What to work on: Could every line of the data be copied out once more, exactly?
[[ Recorded data open ]]
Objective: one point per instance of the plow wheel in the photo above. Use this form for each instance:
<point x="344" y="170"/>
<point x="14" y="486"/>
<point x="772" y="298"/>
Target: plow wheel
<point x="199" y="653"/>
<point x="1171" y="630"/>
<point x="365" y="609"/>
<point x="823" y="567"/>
[[ Recorded data closed ]]
Written solution:
Objective: one point per instance of the plow wheel in the photo above. Use this form for each instance:
<point x="344" y="170"/>
<point x="14" y="486"/>
<point x="772" y="298"/>
Target: plow wheel
<point x="199" y="653"/>
<point x="1171" y="630"/>
<point x="365" y="609"/>
<point x="823" y="567"/>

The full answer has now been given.